I worked with my buyer for over 6 months trying to find a decent home within her retirement income price range. Unfortunately, that price range was the same as investors buying with cash so we lost several offers.
Then I had a brilliant idea....we would find a really ugly but structurally sound home well under her price range and utilize the FHA Rehabilitation Loan to make it perfect. The idea was great, the execution was painful - primarily due to what I didn't know. Thank goodness I explained to my buyer in advance that this was new territory for me.
We found a bank-owned fixer in a good neighborhood at a price that allowed the improvements. The original scope of work included:
- New insulation in the attic (current insulation was nothing but dust)
- Add a Tankless Hot Water Heater which allowed a more functional reconfiguration of the laundry room
- Repair a hole in the wall that previously held a wall air-conditioner
- Remove one wall between the kitchen and main living area to create a "great room"
- Replace 3 kitchen cupboards
- Replace the 30 year old, yellow, laminate counter tops with Silestone
- Change the electric stove to gas and add a vented convection microwave
- Add French Doors and a deck
- Repair the dry rot on the eaves and siding
- Paint the exterior
I utilized my trusty roster of professionals in each category who are known for quality work at
competitive prices. The total project cost came in at $28,000 which meets the "streamline" FHA Rehab program (limited to $35,000). This will be great! But then the unexpected happened.... again....and again....and again.
I had no idea that the simple act of moving kitchen cupboards triggered a kitchen remodel permit. The kitchen remodel permit triggered the need to meet Title 24 (aka California Energy Code) standards. The Title 24 electrical standards triggered the need for an electrical upgrade for the entire house. Add it to the project.

EXCERPTED DATA:
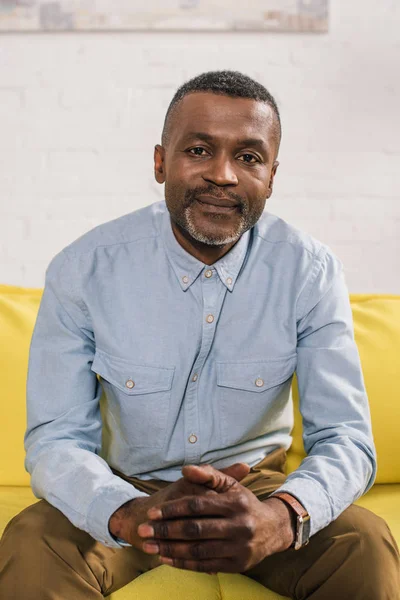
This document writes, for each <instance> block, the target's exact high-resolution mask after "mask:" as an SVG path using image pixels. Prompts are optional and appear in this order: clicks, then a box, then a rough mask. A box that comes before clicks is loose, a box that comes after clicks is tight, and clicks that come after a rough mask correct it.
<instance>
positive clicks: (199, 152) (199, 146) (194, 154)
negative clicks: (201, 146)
mask: <svg viewBox="0 0 400 600" xmlns="http://www.w3.org/2000/svg"><path fill="white" fill-rule="evenodd" d="M193 150H200V152H202V151H204V152H206V150H205V148H202V147H201V146H196V147H195V148H190V149H189V150H188V152H190V153H192V151H193ZM200 152H195V153H194V156H204V154H200Z"/></svg>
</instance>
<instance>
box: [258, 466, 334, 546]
mask: <svg viewBox="0 0 400 600" xmlns="http://www.w3.org/2000/svg"><path fill="white" fill-rule="evenodd" d="M278 492H287V493H288V494H291V495H292V496H294V497H295V498H297V500H298V501H299V502H300V503H301V504H302V505H303V506H304V508H305V509H306V511H307V512H308V514H309V515H310V537H311V536H312V535H314V534H315V533H317V532H318V531H319V530H320V529H323V528H324V527H327V526H328V525H329V523H331V522H332V521H333V516H332V510H331V504H330V502H329V498H328V495H327V493H326V492H325V490H324V489H323V487H322V486H321V485H320V484H319V483H317V482H316V481H313V480H311V479H305V478H303V477H299V476H294V477H290V476H289V477H288V478H287V479H286V481H285V483H284V484H283V485H282V486H281V487H279V488H278V489H276V490H275V491H274V492H273V493H272V494H271V495H270V496H268V497H269V498H273V497H274V494H277V493H278Z"/></svg>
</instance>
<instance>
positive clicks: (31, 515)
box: [0, 449, 400, 600]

TASK SET:
(A) Output everything in the FHA rehab account from "I worked with" down to "nothing but dust)", word for word.
(B) Extract each line of the entries that contains the string "positive". Case counts.

ANSWERS TO THE PROBLEMS:
(A)
I worked with my buyer for over 6 months trying to find a decent home within her retirement income price range. Unfortunately, that price range was the same as investors buying with cash so we lost several offers.
Then I had a brilliant idea....we would find a really ugly but structurally sound home well under her price range and utilize the FHA Rehabilitation Loan to make it perfect. The idea was great, the execution was painful - primarily due to what I didn't know. Thank goodness I explained to my buyer in advance that this was new territory for me.
We found a bank-owned fixer in a good neighborhood at a price that allowed the improvements. The original scope of work included:
- New insulation in the attic (current insulation was nothing but dust)

(B)
positive clicks: (199, 152) (199, 146) (194, 154)
positive clicks: (31, 515)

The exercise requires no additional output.